| What to work on |
Return every record exactly as written.

Location labeling records:
--

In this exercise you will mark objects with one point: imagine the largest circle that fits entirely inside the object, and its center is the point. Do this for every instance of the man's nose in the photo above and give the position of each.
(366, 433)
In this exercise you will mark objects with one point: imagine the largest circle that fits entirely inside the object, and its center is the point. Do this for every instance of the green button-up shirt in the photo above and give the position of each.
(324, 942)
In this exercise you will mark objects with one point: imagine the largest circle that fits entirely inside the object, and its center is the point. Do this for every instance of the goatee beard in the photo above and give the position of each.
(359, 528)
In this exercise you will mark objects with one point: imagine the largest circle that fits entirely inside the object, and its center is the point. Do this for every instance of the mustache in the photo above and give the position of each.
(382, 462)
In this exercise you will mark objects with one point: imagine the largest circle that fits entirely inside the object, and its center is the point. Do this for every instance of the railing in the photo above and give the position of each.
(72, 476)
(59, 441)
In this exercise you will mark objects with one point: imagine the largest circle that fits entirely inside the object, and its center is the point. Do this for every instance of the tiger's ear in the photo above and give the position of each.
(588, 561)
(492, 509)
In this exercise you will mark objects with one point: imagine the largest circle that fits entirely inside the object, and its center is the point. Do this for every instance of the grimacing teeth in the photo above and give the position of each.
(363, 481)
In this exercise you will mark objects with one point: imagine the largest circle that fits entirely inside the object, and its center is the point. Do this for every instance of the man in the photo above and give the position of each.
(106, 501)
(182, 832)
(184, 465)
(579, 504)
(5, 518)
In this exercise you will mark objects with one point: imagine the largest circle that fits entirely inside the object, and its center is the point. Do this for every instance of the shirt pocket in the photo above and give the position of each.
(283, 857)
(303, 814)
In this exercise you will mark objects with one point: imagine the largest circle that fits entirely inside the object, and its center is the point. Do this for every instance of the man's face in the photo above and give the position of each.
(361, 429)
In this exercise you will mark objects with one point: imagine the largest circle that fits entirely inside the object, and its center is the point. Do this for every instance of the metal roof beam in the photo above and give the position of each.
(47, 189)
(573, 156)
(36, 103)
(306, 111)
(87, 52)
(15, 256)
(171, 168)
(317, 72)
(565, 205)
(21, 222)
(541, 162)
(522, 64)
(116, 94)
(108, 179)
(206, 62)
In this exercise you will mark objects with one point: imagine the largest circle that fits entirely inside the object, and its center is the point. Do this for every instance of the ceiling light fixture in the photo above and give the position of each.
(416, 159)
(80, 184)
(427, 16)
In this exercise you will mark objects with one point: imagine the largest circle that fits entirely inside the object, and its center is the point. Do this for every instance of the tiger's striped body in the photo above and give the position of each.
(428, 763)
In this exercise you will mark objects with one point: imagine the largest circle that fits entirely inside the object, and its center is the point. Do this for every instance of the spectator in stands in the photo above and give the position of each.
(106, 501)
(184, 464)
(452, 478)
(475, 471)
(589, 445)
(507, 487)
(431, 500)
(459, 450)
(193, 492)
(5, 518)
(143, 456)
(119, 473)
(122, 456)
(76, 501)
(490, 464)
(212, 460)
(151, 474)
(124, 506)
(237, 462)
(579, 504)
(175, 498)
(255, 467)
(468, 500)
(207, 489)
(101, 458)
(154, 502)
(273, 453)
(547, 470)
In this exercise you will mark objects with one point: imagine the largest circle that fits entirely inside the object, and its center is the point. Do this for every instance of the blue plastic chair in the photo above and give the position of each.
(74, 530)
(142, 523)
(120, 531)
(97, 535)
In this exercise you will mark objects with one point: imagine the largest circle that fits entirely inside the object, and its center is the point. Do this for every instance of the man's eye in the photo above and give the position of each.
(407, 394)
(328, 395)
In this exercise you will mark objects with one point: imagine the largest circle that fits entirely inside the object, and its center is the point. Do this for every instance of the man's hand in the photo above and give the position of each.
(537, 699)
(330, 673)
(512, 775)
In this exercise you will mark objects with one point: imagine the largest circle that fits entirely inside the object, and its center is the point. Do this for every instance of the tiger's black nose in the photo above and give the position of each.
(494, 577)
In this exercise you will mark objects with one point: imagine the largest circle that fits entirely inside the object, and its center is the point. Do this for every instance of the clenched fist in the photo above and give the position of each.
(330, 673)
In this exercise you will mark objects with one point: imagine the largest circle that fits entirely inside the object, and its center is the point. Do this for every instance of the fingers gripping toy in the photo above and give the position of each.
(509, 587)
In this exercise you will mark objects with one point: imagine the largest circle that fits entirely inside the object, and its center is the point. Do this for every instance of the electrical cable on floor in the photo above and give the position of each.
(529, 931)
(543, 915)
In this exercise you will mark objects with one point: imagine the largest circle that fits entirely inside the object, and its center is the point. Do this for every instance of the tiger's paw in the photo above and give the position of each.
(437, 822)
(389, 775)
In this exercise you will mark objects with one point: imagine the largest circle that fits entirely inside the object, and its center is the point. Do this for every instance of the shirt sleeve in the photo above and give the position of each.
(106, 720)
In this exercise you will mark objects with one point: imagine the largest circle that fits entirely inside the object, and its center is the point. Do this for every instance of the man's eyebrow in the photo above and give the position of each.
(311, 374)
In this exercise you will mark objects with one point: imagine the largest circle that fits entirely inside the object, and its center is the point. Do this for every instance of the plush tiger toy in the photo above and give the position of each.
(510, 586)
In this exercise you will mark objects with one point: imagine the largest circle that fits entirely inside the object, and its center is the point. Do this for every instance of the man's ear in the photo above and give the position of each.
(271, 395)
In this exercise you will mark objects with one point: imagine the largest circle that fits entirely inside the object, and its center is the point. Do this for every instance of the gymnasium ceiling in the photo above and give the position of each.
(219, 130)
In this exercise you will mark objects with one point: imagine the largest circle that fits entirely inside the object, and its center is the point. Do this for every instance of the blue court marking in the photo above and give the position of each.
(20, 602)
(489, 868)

--

| Output of the task |
In this exercise you will mark objects with one point: imagine the largest circle that fits entirely inside the object, and its center is the point. Do this for every instance of the man's nose in the photo above and give the position of each.
(366, 433)
In this exercise you will mark objects with one point: imagine the largest circle that fits entirely inside the object, and its center is the point. Do this for every instance of the green button-up shirt in the photo above and give the position of each.
(324, 942)
In this exercise you will mark objects with one point: imagine the largest circle that fits entirely inside the object, and its center is the point. Do this for every instance of the goatee beard in the photo above and give the position of each.
(359, 528)
In this exercise you will mark objects with one point: imagine the largest circle that fits entirely inside the object, and its center is the point. Do this for every instance of the mustache in the photo above and give the position of each.
(382, 462)
In this exercise you will mark objects with one point: imagine the largest circle that fits entirely inside the object, and its center is the point. Do this for every instance of the railing in the photo above and give the position of each.
(72, 476)
(59, 441)
In this exercise you will mark objects with one point: imagine the largest circle that fits entirely inside the object, and its center is the point. Do this for every instance of the tiger's ear in the photo above and give the position of each.
(588, 561)
(492, 509)
In this exercise you will mark objects with one point: imagine the largest circle that fits entirely inside the object, and its center is the point. Do this for every instance of the grimacing teeth in the photo above and give the position of each.
(363, 481)
In this exercise you will mark objects with one point: imagine the largest circle that fits entirely inside the object, and its center is the point. Do this for every instance of the man in the photo above and give the position of each.
(106, 501)
(182, 832)
(184, 465)
(579, 504)
(5, 518)
In this exercise you will mark objects with one point: imagine the largest circle that fits entirely inside the object, and its center is the point. Do this for every instance of the shirt pocket in the photo above and give the position of each.
(283, 857)
(303, 814)
In this exercise you will mark objects with one point: imagine the largest circle that fits entirely inside the object, and its center is the point. Do this for every instance of the man's face in the photo above and give the position of each.
(361, 429)
In this exercise you will mark objects with one point: imagine the largest circle that fits entirely inside the object, and its center is the point. Do this for every instance of the metal roof beam in the photo above and give the position of each.
(47, 189)
(573, 156)
(36, 103)
(306, 111)
(87, 52)
(15, 256)
(171, 168)
(317, 72)
(565, 205)
(21, 222)
(541, 162)
(522, 64)
(116, 94)
(108, 179)
(206, 62)
In this exercise you will mark objects with one point: imagine the largest circle that fits entirely inside the object, and its center is the point. Do this for every instance of the ceiling light fixture in the photo above and give the position of each.
(416, 159)
(80, 184)
(427, 16)
In this exercise you will mark objects with one point: imagine the largest circle that fits entirely inside the object, and its center is the point. Do this for every instance of the tiger's striped body in the photo above and give the position of each.
(428, 763)
In this exercise you will mark objects with one point: imagine the largest circle that fits entirely inside the object, and its center is the point. Do this for every instance of the spectator in stands in the photo above and give the position of each.
(106, 501)
(184, 464)
(452, 478)
(475, 471)
(589, 445)
(507, 487)
(431, 500)
(459, 450)
(193, 492)
(5, 518)
(143, 456)
(119, 473)
(122, 456)
(76, 501)
(490, 464)
(212, 460)
(151, 474)
(124, 506)
(237, 462)
(579, 504)
(175, 498)
(255, 467)
(468, 500)
(207, 489)
(101, 458)
(154, 502)
(273, 453)
(547, 470)
In this exercise you will mark objects with one point: imagine the largest circle that fits entirely inside the object, and its center is the point. Do this for every instance of the blue plastic chair in the photo above and give the position of each.
(74, 530)
(142, 523)
(120, 531)
(97, 535)
In this exercise you will mark objects with one point: imagine the largest circle that fits entirely inside the object, and its center is the point. Do this for every instance of the man's eye in the photo above and give the position of each.
(407, 394)
(328, 395)
In this exercise you will mark objects with one point: imagine the largest circle that fits entirely inside the object, and its center is the point. Do this for every instance of the man's hand in the photo above and give the position of each.
(537, 699)
(330, 673)
(512, 775)
In this exercise you will mark objects with one point: imagine the largest circle that fits entirely inside the object, and its center is the point. Do this for every instance of the tiger's black nose in the photo above and give the position of each.
(494, 577)
In this exercise you will mark objects with one point: imagine the largest circle that fits entirely inside the object, and its center is the point. Do this for every instance of the clenched fist in the photo above and give the position of each.
(330, 673)
In this exercise you will mark objects with one point: imagine the largest circle that fits entirely inside the object, and its center is the point. Do this for every instance of the fingers gripping toy in the photo above and give the position of each.
(509, 587)
In this exercise you will mark objects with one point: imagine the largest circle that fits entirely inside the object, and its center is the point. Do this for every instance of the electrical cable on floor in the photo above and give the position of each.
(529, 931)
(543, 915)
In this exercise you will mark objects with one point: imagine the largest circle that fits entirely inside the object, and its center is the point. Do this for every instance of the tiger's paw in the photo above and give the position of each.
(437, 822)
(389, 775)
In this exercise you will mark objects with one point: imagine the largest circle that fits entirely inside the object, and its center is the point. Do this for every instance of the shirt sleeve in the photo above and give the position of each.
(106, 720)
In this exercise you will mark objects with one point: imagine the largest circle that fits entirely inside the object, and its center is the point. Do this for every instance of the man's eyebrow in the photo above and give the position of each.
(311, 374)
In this exercise you will mark objects with one point: imagine the largest circle that fits entirely inside the object, and its center is the point. Do this for every instance of the plush tiger toy in the photo above and give the position of each.
(510, 586)
In this exercise you will mark objects with one point: imagine the largest circle that fits entirely inside the object, and its center is the point. Do this for every instance of the man's ear in the photo above and give the position of each.
(271, 395)
In this exercise you will mark objects with one point: imagine the largest circle that fits entirely inside the object, and its center is the point. Do this for every instance of the gymnasium ceiling in the photo above and give the position of each.
(219, 130)
In this exercise you will mark objects with one point: imagine the largest circle that fits entirely inside the object, and its center is the point. Do this for every instance of the blue court marking in the photo above and give the position of each.
(20, 602)
(489, 868)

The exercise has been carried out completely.